--- Information shown Enclosed Below ---
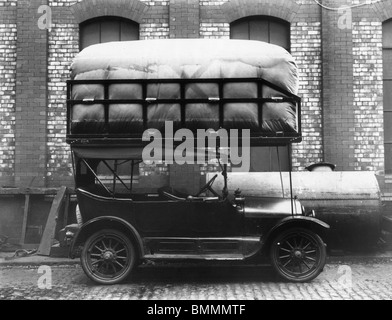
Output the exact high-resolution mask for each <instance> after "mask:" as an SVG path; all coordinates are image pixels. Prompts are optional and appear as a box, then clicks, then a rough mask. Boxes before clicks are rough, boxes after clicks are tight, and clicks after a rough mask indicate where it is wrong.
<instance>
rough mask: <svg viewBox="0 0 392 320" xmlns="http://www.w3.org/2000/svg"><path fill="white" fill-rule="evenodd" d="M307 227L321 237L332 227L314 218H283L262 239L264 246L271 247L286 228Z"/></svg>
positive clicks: (295, 216)
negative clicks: (270, 243) (289, 227)
mask: <svg viewBox="0 0 392 320" xmlns="http://www.w3.org/2000/svg"><path fill="white" fill-rule="evenodd" d="M290 226H292V227H301V226H303V227H306V228H310V229H313V230H316V231H318V232H319V233H321V235H325V234H326V232H327V231H328V230H329V229H330V226H329V225H328V224H327V223H325V222H324V221H321V220H319V219H317V218H314V217H309V216H302V215H295V216H290V217H286V218H283V219H282V220H280V221H279V222H278V223H277V224H276V225H275V226H274V227H273V228H272V229H271V230H270V231H269V232H268V233H267V234H266V235H265V236H264V239H262V242H263V243H264V245H267V247H268V245H269V242H270V241H272V239H273V237H274V236H275V234H276V232H277V231H278V230H281V229H284V228H286V227H290Z"/></svg>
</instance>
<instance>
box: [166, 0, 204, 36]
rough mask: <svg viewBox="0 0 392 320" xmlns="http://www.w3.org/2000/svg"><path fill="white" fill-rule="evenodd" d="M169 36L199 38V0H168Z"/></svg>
mask: <svg viewBox="0 0 392 320" xmlns="http://www.w3.org/2000/svg"><path fill="white" fill-rule="evenodd" d="M169 20H170V38H199V23H200V22H199V21H200V11H199V0H170V6H169Z"/></svg>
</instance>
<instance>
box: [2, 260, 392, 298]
mask: <svg viewBox="0 0 392 320" xmlns="http://www.w3.org/2000/svg"><path fill="white" fill-rule="evenodd" d="M31 258H33V257H30V261H31V260H34V259H31ZM21 259H22V258H21ZM50 259H51V258H46V260H45V258H44V257H41V258H39V257H38V258H36V261H35V263H20V261H19V264H18V263H13V264H12V260H9V261H8V262H5V261H4V260H2V262H1V263H0V300H373V299H375V300H390V299H392V277H391V275H392V256H391V255H388V254H384V255H382V254H381V255H378V256H374V257H373V256H366V257H363V256H353V257H351V258H350V257H349V258H348V257H330V258H329V259H328V263H327V265H326V267H325V269H324V271H323V272H322V273H321V274H320V275H319V276H318V277H317V278H316V279H314V280H313V281H312V282H309V283H302V284H296V283H288V282H283V281H281V280H280V279H279V278H277V277H276V276H275V274H274V272H273V270H272V268H271V267H270V266H268V265H266V264H263V265H244V264H233V265H228V264H212V263H199V264H198V263H189V264H187V263H182V264H175V263H173V264H164V263H157V264H155V265H154V264H147V265H142V266H140V267H138V268H137V269H136V270H135V271H134V273H133V274H132V276H131V277H130V278H129V279H128V280H127V281H125V282H124V283H121V284H117V285H112V286H104V285H97V284H95V283H93V282H92V281H91V280H89V279H88V278H87V276H86V275H85V274H84V272H83V270H82V268H81V267H80V264H79V260H78V259H76V260H72V263H68V262H70V260H61V259H57V260H53V259H52V260H50ZM16 260H17V259H15V261H16ZM40 260H41V262H42V263H38V262H39V261H40ZM15 261H14V262H15Z"/></svg>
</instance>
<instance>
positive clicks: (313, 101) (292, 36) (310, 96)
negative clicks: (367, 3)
mask: <svg viewBox="0 0 392 320" xmlns="http://www.w3.org/2000/svg"><path fill="white" fill-rule="evenodd" d="M297 3H299V4H303V2H299V1H297ZM320 11H321V9H320V7H319V6H317V5H316V4H312V5H308V6H301V7H300V9H299V10H298V13H297V15H296V16H295V20H294V21H293V22H292V23H291V53H292V55H293V57H294V58H295V60H296V62H297V65H298V69H299V79H300V86H299V91H298V95H299V96H300V97H301V98H302V112H301V116H302V134H303V140H302V143H300V144H295V145H293V167H294V169H295V170H304V167H306V166H308V165H310V164H312V163H317V162H320V161H323V160H324V154H323V132H322V121H323V110H322V98H321V91H322V62H321V61H322V58H321V54H322V53H321V22H320V14H321V12H320Z"/></svg>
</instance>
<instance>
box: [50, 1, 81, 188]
mask: <svg viewBox="0 0 392 320" xmlns="http://www.w3.org/2000/svg"><path fill="white" fill-rule="evenodd" d="M66 12H69V11H68V10H67V11H66V10H64V9H61V10H55V11H54V17H61V19H59V18H56V19H55V20H54V21H53V26H52V30H51V31H50V33H49V49H48V54H49V57H48V109H47V117H48V120H47V126H48V127H47V150H48V161H47V164H46V166H47V167H46V174H47V185H48V186H58V185H61V184H64V183H66V184H70V183H72V180H73V179H72V163H71V153H70V148H69V145H67V144H66V143H65V136H66V105H65V100H66V81H67V80H68V79H69V68H70V65H71V61H72V59H73V57H74V56H75V55H76V54H77V53H78V52H79V48H78V47H79V44H78V43H79V33H78V25H77V24H76V23H74V22H73V18H72V16H71V15H69V14H68V16H66V15H65V13H66Z"/></svg>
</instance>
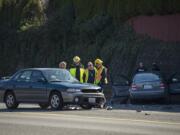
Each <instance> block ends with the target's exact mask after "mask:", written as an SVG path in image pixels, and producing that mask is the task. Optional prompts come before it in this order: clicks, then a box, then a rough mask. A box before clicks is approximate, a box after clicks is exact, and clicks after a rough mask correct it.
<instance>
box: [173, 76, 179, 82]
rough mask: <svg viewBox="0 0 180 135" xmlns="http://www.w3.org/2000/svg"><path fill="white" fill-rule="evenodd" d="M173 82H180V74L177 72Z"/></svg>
mask: <svg viewBox="0 0 180 135" xmlns="http://www.w3.org/2000/svg"><path fill="white" fill-rule="evenodd" d="M172 82H173V83H179V82H180V74H176V75H174V76H173V77H172Z"/></svg>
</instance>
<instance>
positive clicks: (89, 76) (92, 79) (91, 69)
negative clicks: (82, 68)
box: [85, 61, 97, 84]
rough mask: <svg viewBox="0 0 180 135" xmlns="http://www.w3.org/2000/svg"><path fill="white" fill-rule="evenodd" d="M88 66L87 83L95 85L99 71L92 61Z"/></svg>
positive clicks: (86, 70) (85, 70)
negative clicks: (90, 83)
mask: <svg viewBox="0 0 180 135" xmlns="http://www.w3.org/2000/svg"><path fill="white" fill-rule="evenodd" d="M87 66H88V68H87V69H86V70H85V82H86V83H92V84H95V82H96V81H95V80H96V75H97V70H96V68H95V67H94V65H93V63H92V62H91V61H90V62H88V65H87Z"/></svg>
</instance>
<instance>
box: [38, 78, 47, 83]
mask: <svg viewBox="0 0 180 135" xmlns="http://www.w3.org/2000/svg"><path fill="white" fill-rule="evenodd" d="M37 82H41V83H45V82H46V80H45V79H44V78H39V79H38V80H37Z"/></svg>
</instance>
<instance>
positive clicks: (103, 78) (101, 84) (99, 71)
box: [95, 59, 108, 86]
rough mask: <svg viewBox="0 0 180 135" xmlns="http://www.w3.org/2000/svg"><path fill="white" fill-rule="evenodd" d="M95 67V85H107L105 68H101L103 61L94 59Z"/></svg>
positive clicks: (106, 77)
mask: <svg viewBox="0 0 180 135" xmlns="http://www.w3.org/2000/svg"><path fill="white" fill-rule="evenodd" d="M95 66H96V70H97V74H96V80H95V81H96V84H97V85H99V86H102V85H105V84H107V83H108V80H107V68H106V67H104V66H103V61H102V60H101V59H96V60H95Z"/></svg>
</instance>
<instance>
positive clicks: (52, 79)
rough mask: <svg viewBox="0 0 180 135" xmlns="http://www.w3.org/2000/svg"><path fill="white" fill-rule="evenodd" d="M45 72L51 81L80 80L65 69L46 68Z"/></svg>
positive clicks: (47, 78)
mask: <svg viewBox="0 0 180 135" xmlns="http://www.w3.org/2000/svg"><path fill="white" fill-rule="evenodd" d="M43 73H44V75H45V77H46V79H47V80H48V81H50V82H61V81H62V82H79V81H78V80H77V79H75V78H74V77H73V76H71V74H70V73H69V71H67V70H65V69H49V70H44V71H43Z"/></svg>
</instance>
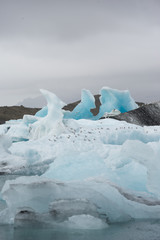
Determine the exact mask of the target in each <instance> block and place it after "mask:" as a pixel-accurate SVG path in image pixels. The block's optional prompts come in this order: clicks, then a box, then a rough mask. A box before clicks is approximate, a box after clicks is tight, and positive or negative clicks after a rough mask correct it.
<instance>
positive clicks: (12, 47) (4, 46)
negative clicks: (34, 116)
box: [0, 0, 160, 104]
mask: <svg viewBox="0 0 160 240" xmlns="http://www.w3.org/2000/svg"><path fill="white" fill-rule="evenodd" d="M159 12H160V1H159V0H141V1H139V0H134V1H133V0H121V1H119V0H112V1H109V0H52V1H51V0H50V1H49V0H43V1H42V0H27V1H26V0H1V1H0V66H1V69H0V90H1V101H0V104H4V102H6V103H7V104H13V102H14V104H16V102H18V101H20V100H22V99H23V98H24V97H27V96H28V97H33V96H34V95H38V94H39V91H38V89H39V88H46V89H48V90H51V91H53V92H55V93H56V94H57V95H59V97H61V98H62V99H63V100H64V101H65V102H70V101H74V100H77V99H79V98H80V90H81V89H82V88H87V89H90V90H91V91H92V92H93V93H94V94H96V93H97V92H98V91H99V89H100V88H101V87H102V86H104V85H106V86H110V87H114V88H119V89H129V90H130V91H131V93H132V95H133V97H135V98H136V99H137V100H143V101H146V100H147V99H148V100H147V101H150V100H151V99H152V100H154V99H155V100H156V99H157V100H158V99H159V93H158V91H160V83H159V79H160V72H159V69H160V16H159ZM153 96H154V97H153Z"/></svg>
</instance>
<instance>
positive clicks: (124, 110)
mask: <svg viewBox="0 0 160 240" xmlns="http://www.w3.org/2000/svg"><path fill="white" fill-rule="evenodd" d="M100 101H101V106H100V111H99V114H98V116H99V118H101V117H102V116H103V115H104V114H105V113H106V112H108V113H110V112H111V111H113V110H114V109H117V110H119V111H120V112H121V113H124V112H128V111H130V110H133V109H136V108H138V105H137V104H136V103H135V101H134V99H133V98H132V97H131V95H130V92H129V91H128V90H125V91H120V90H117V89H112V88H109V87H104V88H102V89H101V97H100Z"/></svg>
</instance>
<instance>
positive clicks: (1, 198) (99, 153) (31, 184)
mask: <svg viewBox="0 0 160 240" xmlns="http://www.w3.org/2000/svg"><path fill="white" fill-rule="evenodd" d="M41 92H42V94H43V95H44V96H45V98H46V100H47V102H48V105H47V107H45V108H43V109H42V110H41V111H40V112H38V113H37V114H36V115H35V116H29V115H25V116H24V117H23V119H20V120H16V121H13V120H12V121H8V122H7V123H6V124H4V125H1V126H0V134H1V137H0V172H1V177H3V179H4V182H3V183H2V181H1V193H0V204H1V205H0V206H1V207H0V209H1V211H0V224H15V225H16V226H19V225H24V224H26V222H27V221H28V222H29V223H30V222H31V223H32V224H33V223H37V224H42V223H43V224H47V225H48V224H49V225H55V226H56V225H60V226H64V227H71V228H82V229H85V228H89V229H97V228H98V229H101V228H106V227H107V226H108V224H111V223H113V222H123V221H129V220H132V219H160V188H159V183H160V141H159V140H160V127H159V126H154V127H140V126H137V125H133V124H129V123H126V122H120V121H117V120H114V119H104V120H97V119H99V118H100V117H102V116H103V115H104V114H106V112H108V113H109V112H111V111H112V110H113V109H117V110H119V111H120V112H125V111H129V110H132V109H135V108H137V107H138V106H137V105H136V103H135V102H134V100H133V99H132V98H131V96H130V93H129V92H128V91H118V90H115V89H109V88H103V89H102V90H101V99H100V100H101V103H102V105H101V107H100V111H99V115H98V116H93V115H92V114H91V112H90V109H91V108H94V107H95V102H94V97H93V95H92V94H91V93H90V92H89V91H88V90H83V91H82V99H81V103H80V104H79V105H78V106H77V107H76V108H75V109H74V110H73V112H69V111H64V110H62V107H63V106H64V105H65V104H64V103H63V102H62V101H61V100H60V99H59V98H58V97H57V96H56V95H55V94H53V93H50V92H48V91H46V90H41ZM2 174H3V175H2ZM11 176H13V178H14V179H12V180H7V179H9V177H10V178H11ZM1 179H2V178H1ZM5 180H7V181H5Z"/></svg>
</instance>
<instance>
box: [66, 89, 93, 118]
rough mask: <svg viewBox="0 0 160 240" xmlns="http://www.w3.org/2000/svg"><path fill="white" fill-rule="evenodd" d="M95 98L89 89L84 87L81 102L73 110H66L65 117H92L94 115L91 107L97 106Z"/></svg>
mask: <svg viewBox="0 0 160 240" xmlns="http://www.w3.org/2000/svg"><path fill="white" fill-rule="evenodd" d="M95 107H96V106H95V99H94V96H93V95H92V93H91V92H90V91H89V90H86V89H83V90H82V92H81V102H80V103H79V104H78V105H77V106H76V107H75V108H74V109H73V111H72V112H69V111H66V112H65V113H64V116H65V118H72V119H77V120H78V119H90V118H92V117H93V114H92V113H91V111H90V110H91V109H92V108H95Z"/></svg>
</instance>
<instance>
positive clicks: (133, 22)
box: [0, 0, 160, 41]
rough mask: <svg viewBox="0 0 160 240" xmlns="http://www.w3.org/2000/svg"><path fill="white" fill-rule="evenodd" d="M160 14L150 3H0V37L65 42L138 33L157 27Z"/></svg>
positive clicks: (138, 2)
mask: <svg viewBox="0 0 160 240" xmlns="http://www.w3.org/2000/svg"><path fill="white" fill-rule="evenodd" d="M159 10H160V5H159V2H158V1H153V0H152V1H151V0H145V1H144V0H142V1H138V0H134V1H132V0H125V1H124V0H121V1H118V0H112V1H108V0H59V1H58V0H52V1H49V0H46V1H44V0H35V1H31V0H28V1H25V0H1V2H0V29H1V32H0V34H1V36H2V37H3V36H8V37H10V36H11V35H12V36H14V35H18V36H19V37H23V36H27V37H30V36H32V37H41V38H48V37H50V38H53V39H54V38H56V39H59V40H61V41H65V40H71V39H79V38H81V37H84V36H86V35H89V34H96V33H97V32H101V31H107V32H108V31H109V32H113V31H120V30H124V31H126V32H131V31H137V30H138V31H139V32H140V31H142V29H143V31H144V29H145V26H146V27H147V28H148V26H149V25H151V26H153V25H155V26H157V25H158V26H159V24H160V19H159ZM137 22H138V24H137Z"/></svg>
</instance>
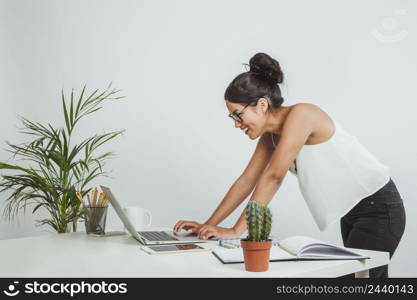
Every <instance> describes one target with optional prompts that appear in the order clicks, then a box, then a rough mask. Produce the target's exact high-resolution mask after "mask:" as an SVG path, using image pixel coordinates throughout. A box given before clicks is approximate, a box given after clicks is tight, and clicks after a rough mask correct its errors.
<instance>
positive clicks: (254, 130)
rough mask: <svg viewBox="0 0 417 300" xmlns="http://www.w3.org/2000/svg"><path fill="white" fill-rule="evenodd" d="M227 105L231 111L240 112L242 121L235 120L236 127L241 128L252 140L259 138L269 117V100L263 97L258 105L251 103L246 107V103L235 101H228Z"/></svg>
mask: <svg viewBox="0 0 417 300" xmlns="http://www.w3.org/2000/svg"><path fill="white" fill-rule="evenodd" d="M265 102H266V103H265ZM226 106H227V109H228V110H229V112H230V113H237V114H239V117H240V118H241V119H242V122H239V121H234V123H235V127H236V128H239V129H241V130H242V131H243V133H244V134H246V135H248V136H249V138H250V139H251V140H254V139H256V138H258V137H259V136H261V135H262V134H263V131H264V126H265V124H266V119H267V115H266V111H267V101H266V100H265V99H263V98H261V99H259V101H258V102H257V105H256V106H250V105H249V106H247V107H246V108H245V109H243V108H244V107H245V106H246V104H240V103H233V102H230V101H226ZM242 109H243V111H242ZM240 112H241V113H240Z"/></svg>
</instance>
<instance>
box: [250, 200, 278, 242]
mask: <svg viewBox="0 0 417 300" xmlns="http://www.w3.org/2000/svg"><path fill="white" fill-rule="evenodd" d="M246 226H247V228H248V240H249V241H252V242H260V241H267V240H268V239H269V235H270V233H271V227H272V214H271V211H270V210H269V208H268V207H267V206H263V205H261V204H259V203H257V202H255V201H249V203H248V205H247V206H246Z"/></svg>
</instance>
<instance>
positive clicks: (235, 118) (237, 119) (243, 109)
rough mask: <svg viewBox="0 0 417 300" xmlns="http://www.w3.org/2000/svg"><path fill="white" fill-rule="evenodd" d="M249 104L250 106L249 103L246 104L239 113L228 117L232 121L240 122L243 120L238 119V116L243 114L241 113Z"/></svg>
mask: <svg viewBox="0 0 417 300" xmlns="http://www.w3.org/2000/svg"><path fill="white" fill-rule="evenodd" d="M249 104H251V103H248V104H246V105H245V106H244V107H243V108H242V109H241V110H240V111H239V112H233V113H230V114H229V117H230V118H232V119H233V121H237V122H242V121H243V120H242V118H241V117H240V115H241V114H243V111H244V110H245V108H246V107H248V106H249Z"/></svg>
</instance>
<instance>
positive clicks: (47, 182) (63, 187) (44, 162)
mask: <svg viewBox="0 0 417 300" xmlns="http://www.w3.org/2000/svg"><path fill="white" fill-rule="evenodd" d="M110 87H111V84H110V85H109V86H108V87H107V89H106V90H104V91H102V92H99V91H98V90H95V91H94V92H92V93H91V94H90V95H88V96H86V95H85V90H86V86H84V88H83V89H82V91H81V94H80V96H79V97H77V98H76V97H75V94H74V90H72V91H71V95H70V98H69V99H68V98H67V99H65V96H64V91H62V99H61V100H62V110H63V119H64V120H63V121H65V123H64V122H63V123H64V124H65V125H64V127H62V128H59V127H58V128H57V127H54V126H52V125H51V124H41V123H38V122H33V121H30V120H28V119H26V118H23V117H22V118H21V122H22V124H23V127H22V128H21V132H22V133H23V134H25V135H27V136H29V137H31V138H32V140H31V141H30V142H27V143H24V144H12V143H9V142H7V144H8V146H9V149H8V151H9V152H11V153H12V154H13V156H12V159H13V160H14V163H13V164H11V163H7V162H0V170H5V171H6V174H2V175H1V177H0V178H1V180H0V193H3V192H9V196H8V198H7V199H6V202H7V203H6V207H5V209H4V212H3V214H4V216H5V217H6V219H8V220H11V219H13V218H14V217H16V215H17V214H18V212H19V210H21V209H22V208H23V210H24V211H26V208H27V207H28V206H31V205H33V209H32V213H34V212H35V211H37V210H38V209H39V208H43V209H45V210H46V211H47V212H48V213H49V216H50V218H47V219H43V220H37V221H38V222H39V224H40V225H43V224H47V225H49V226H51V227H52V228H53V229H54V230H55V231H56V232H58V233H64V232H70V231H71V230H72V231H76V230H77V221H78V220H79V219H80V218H83V211H82V203H81V201H80V200H79V199H78V198H77V195H76V192H77V191H79V192H80V193H81V195H82V196H85V195H86V194H87V193H88V192H89V191H90V189H91V188H88V187H87V186H88V184H89V183H90V182H91V181H92V180H93V179H95V178H96V177H98V176H100V175H106V173H107V172H105V171H104V170H103V166H104V164H105V162H106V161H107V160H108V159H109V158H110V157H112V156H113V153H112V152H105V153H103V152H101V154H99V155H96V152H97V149H99V148H100V147H101V146H102V145H103V144H105V143H106V142H108V141H110V140H111V139H113V138H115V137H117V136H119V135H120V134H122V132H123V130H120V131H112V132H107V133H103V134H96V135H94V136H91V137H88V138H86V139H84V140H82V141H80V142H79V143H74V142H73V134H74V132H75V129H76V126H77V125H78V123H79V122H80V121H81V119H83V118H85V117H86V116H88V115H90V114H92V113H94V112H96V111H97V110H99V109H101V104H102V103H103V102H104V101H106V100H111V99H112V100H117V99H121V98H124V97H121V96H120V97H118V96H117V93H118V92H119V91H118V90H114V89H112V90H110ZM19 158H21V159H19ZM18 161H20V162H21V163H18Z"/></svg>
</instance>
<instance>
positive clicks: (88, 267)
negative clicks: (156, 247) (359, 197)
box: [0, 232, 389, 277]
mask: <svg viewBox="0 0 417 300" xmlns="http://www.w3.org/2000/svg"><path fill="white" fill-rule="evenodd" d="M210 244H211V245H213V247H217V242H214V241H210ZM354 250H355V251H357V252H360V253H363V254H365V255H368V256H369V257H371V258H370V259H366V260H333V261H329V260H328V261H289V262H288V261H286V262H271V263H270V266H269V270H268V271H267V272H259V273H257V272H246V271H245V269H244V264H243V263H242V264H227V265H224V264H222V263H221V262H220V261H219V260H218V259H217V258H216V257H215V256H214V255H213V254H212V253H211V252H199V253H197V252H196V253H175V254H165V255H162V254H161V255H149V254H147V253H145V252H144V251H142V250H141V249H140V244H139V243H138V242H137V241H136V240H135V239H133V238H132V237H130V236H127V235H124V236H114V237H92V236H87V235H86V234H85V233H82V232H77V233H68V234H50V235H45V236H37V237H28V238H19V239H10V240H0V253H1V258H0V265H1V268H0V277H337V276H342V275H345V274H349V273H355V272H359V271H363V270H367V269H370V268H373V267H378V266H381V265H385V264H388V263H389V253H388V252H380V251H370V250H361V249H354Z"/></svg>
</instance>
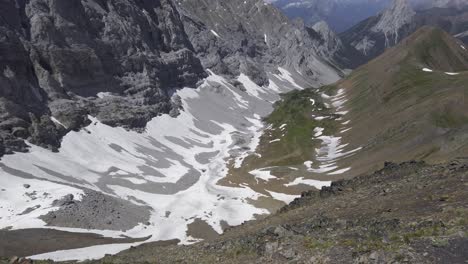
--- End of Enclosed Information shown ---
→ What is being asked
Scan the entries above for the word "appear" and collect each line holding it.

→ Answer for this exercise
Output the exact high-resolution mask for each <instance> after "mask:" as an SVG path; all coordinates are image pixels. Prompts are optional and appear as a box, then clicks, then a rough mask. Boxes before clicks are rough, boxes after clicks are tight, and clicks after a rough mask indicate where it is wrong.
Every <instance> describes one target with optional prompts that appear in the order clicks, then a box, then a rough mask. Produce the target's exact high-resolution mask after "mask:" as an SVG path, using image pixel coordinates throughout. A box given before clicks is approximate, a box given after clicks is tight, and clicks after a rough mask correct its errors.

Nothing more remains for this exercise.